(Saved entries)
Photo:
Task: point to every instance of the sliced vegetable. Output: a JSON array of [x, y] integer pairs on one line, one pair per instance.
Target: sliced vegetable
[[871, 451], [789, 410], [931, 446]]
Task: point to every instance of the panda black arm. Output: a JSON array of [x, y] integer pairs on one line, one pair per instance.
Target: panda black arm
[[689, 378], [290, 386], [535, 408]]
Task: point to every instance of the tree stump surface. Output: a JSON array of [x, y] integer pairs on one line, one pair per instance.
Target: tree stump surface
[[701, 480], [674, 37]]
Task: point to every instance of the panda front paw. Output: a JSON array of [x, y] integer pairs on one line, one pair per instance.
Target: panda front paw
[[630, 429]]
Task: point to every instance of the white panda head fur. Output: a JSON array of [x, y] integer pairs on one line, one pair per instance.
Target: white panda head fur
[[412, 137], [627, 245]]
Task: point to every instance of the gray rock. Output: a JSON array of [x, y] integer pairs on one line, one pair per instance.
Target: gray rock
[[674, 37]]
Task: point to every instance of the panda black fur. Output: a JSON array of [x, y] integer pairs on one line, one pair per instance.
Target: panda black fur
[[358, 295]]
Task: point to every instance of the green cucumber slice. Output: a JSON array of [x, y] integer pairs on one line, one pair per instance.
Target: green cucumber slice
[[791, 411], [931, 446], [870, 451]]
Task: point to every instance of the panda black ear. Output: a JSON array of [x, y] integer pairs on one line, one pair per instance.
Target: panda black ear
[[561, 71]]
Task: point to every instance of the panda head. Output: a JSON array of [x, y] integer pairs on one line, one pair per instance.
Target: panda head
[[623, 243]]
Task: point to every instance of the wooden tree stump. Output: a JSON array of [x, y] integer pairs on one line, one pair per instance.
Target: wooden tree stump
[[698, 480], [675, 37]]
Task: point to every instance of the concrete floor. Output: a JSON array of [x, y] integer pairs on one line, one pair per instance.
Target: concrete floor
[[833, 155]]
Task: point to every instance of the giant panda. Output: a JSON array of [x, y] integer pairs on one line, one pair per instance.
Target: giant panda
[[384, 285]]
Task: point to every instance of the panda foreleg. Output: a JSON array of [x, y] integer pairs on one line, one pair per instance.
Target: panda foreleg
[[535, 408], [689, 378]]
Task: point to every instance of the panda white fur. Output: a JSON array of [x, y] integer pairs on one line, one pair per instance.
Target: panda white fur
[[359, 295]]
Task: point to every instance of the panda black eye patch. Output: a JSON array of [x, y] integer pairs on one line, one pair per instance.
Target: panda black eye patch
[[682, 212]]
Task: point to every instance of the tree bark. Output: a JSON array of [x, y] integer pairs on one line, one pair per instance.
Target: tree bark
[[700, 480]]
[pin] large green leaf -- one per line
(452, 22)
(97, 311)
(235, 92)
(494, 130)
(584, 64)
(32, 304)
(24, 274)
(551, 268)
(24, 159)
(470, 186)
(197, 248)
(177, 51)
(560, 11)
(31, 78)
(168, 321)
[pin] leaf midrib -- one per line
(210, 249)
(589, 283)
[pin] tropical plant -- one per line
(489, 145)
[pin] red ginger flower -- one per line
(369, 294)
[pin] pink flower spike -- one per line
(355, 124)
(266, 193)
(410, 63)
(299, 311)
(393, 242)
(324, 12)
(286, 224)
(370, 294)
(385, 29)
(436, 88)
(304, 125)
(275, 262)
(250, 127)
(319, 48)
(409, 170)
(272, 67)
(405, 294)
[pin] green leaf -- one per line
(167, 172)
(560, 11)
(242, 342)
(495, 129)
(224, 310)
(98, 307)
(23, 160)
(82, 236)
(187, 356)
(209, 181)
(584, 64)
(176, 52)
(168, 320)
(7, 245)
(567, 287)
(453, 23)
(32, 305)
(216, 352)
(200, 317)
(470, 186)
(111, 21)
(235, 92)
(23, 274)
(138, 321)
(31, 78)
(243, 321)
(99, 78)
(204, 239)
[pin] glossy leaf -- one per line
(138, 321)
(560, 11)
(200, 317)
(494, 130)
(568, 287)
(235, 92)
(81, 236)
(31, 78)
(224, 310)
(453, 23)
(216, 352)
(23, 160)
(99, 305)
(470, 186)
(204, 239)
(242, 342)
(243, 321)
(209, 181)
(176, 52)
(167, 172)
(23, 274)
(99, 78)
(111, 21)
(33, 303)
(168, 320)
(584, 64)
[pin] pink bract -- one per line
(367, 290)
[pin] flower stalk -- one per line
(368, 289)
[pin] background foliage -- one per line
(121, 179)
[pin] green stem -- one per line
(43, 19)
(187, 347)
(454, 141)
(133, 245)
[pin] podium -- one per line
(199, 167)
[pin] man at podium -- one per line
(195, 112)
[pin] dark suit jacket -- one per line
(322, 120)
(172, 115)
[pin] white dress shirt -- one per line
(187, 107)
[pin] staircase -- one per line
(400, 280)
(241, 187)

• [Directions]:
Reproduce the data in full, exactly as presented.

• [Response for this exercise]:
Photo:
Task: point to every instance of the sliced vegetable. Output: a JSON array of [x, y] integer pairs on one line, one pair per instance.
Target: sliced vegetable
[[871, 451], [789, 410], [931, 446]]
Task: point to every instance of the panda black arm. Output: a JSON array of [x, y] integer pairs on one line, one pair per instance.
Target: panda black arm
[[689, 378], [290, 386], [535, 408]]
Task: point to every instance of the tree stump surface. Output: a JSON array of [x, y] integer pairs on one line, one pair per instance.
Target: tree stump surface
[[701, 480], [674, 37]]
Task: point to every instance of the panda front paw. Output: a JSON array of [x, y] integer pairs on one line, one pair per instance.
Target: panda front paw
[[630, 429]]
Task: point to every instance of the white panda head fur. Output: a JSON array of [x, y] integer pairs on one line, one pair per instance.
Target: white panda head fur
[[412, 137], [627, 245]]
Task: point to every instance of the gray rock. Output: a JSON array of [x, y] integer pairs on one line, one pair per instance.
Target: gray rock
[[674, 37]]
Task: point to every instance of the panda black fur. Output: a JSON array of [x, y] integer pairs on one line, one pair per instance.
Target: panda black fur
[[358, 295]]
Task: point to every instance of the green cucumber slice. Output: a JSON array of [x, y] integer pairs on one line, one pair per instance.
Target: green cucumber slice
[[791, 411], [931, 446], [870, 451]]
Task: point to every instance of the panda black ear. Output: a JSON array of [x, y] integer pairs on one line, one pair per instance.
Target: panda black ear
[[561, 71]]
Task: point to every instance of the panda head. Output: a JSON array of [x, y] integer pairs on one line, one pair per instance.
Target: panda head
[[623, 243]]
Task: point to every instance of the wooden tree stump. Output: a JSON array of [x, y] integer pairs on one line, one pair per instance.
Target: wooden tree stump
[[698, 480], [675, 37]]
Task: point to every instance of the concrete floor. Output: a JSON array of [x, y] integer pairs on one line, one pair per instance.
Target: concrete floor
[[833, 155]]
Task: point to every instance of the giant panda. Output: a JSON array of [x, y] integer pairs on one line, one pair per instance.
Target: giant panda
[[384, 285]]
Task: point to every instance of the panda foreleg. Output: a JSON array of [x, y] integer pairs on one line, one pair per instance.
Target: panda foreleg
[[535, 408], [689, 378]]
Task: point to every instance of the panda white fur. Output: a JSON array of [x, y] integer pairs on one line, one pair per instance.
Target: panda white fur
[[359, 295]]
Task: point to every instance of the panda black eye patch. Output: a JSON array of [x, y] integer pairs on one line, one pair per instance.
Target: panda black eye patch
[[682, 212]]
Task: point to every instance of the tree bark. Output: a JSON array of [x, y] integer pairs on one line, one pair per instance.
Target: tree bark
[[700, 480]]
[pin] large green leaf -- one per line
(452, 22)
(97, 311)
(235, 92)
(494, 130)
(584, 64)
(32, 304)
(24, 274)
(551, 268)
(24, 159)
(470, 186)
(197, 248)
(177, 51)
(560, 11)
(31, 78)
(168, 321)
[pin] leaf midrib -- one per line
(210, 249)
(589, 283)
[pin] tropical plant -- one per line
(489, 145)
[pin] red ginger flower -- one per line
(369, 294)
[pin] pink flower spike -- one per line
(355, 124)
(266, 193)
(410, 63)
(299, 311)
(393, 242)
(324, 12)
(286, 224)
(370, 294)
(385, 29)
(436, 88)
(304, 125)
(275, 262)
(250, 127)
(319, 48)
(409, 170)
(272, 67)
(405, 294)
[pin] green leaf -- one per line
(167, 172)
(560, 11)
(242, 342)
(495, 129)
(224, 310)
(98, 307)
(23, 160)
(82, 236)
(187, 356)
(209, 181)
(584, 64)
(176, 52)
(168, 320)
(7, 245)
(567, 287)
(453, 23)
(32, 305)
(216, 352)
(200, 317)
(470, 186)
(111, 21)
(235, 92)
(23, 274)
(138, 321)
(31, 78)
(243, 321)
(99, 78)
(204, 239)
[pin] glossy leaf -- one per line
(138, 321)
(560, 11)
(200, 317)
(494, 130)
(568, 287)
(235, 92)
(81, 236)
(31, 78)
(224, 310)
(453, 23)
(216, 352)
(23, 160)
(99, 305)
(470, 186)
(204, 239)
(242, 342)
(243, 321)
(209, 181)
(176, 52)
(167, 172)
(23, 274)
(99, 78)
(111, 21)
(33, 303)
(168, 320)
(584, 64)
[pin] pink bract -- one per line
(367, 290)
[pin] flower stalk -- one per line
(368, 289)
[pin] background foliage -- one per line
(121, 179)
[pin] green stem -- one per line
(43, 19)
(187, 347)
(454, 141)
(133, 245)
[pin] podium -- one per line
(199, 167)
[pin] man at podium -- one per line
(195, 112)
[pin] dark suit jacket -- one per line
(322, 120)
(172, 115)
[pin] white dress shirt -- one per line
(187, 107)
[pin] staircase -- one per line
(400, 280)
(241, 187)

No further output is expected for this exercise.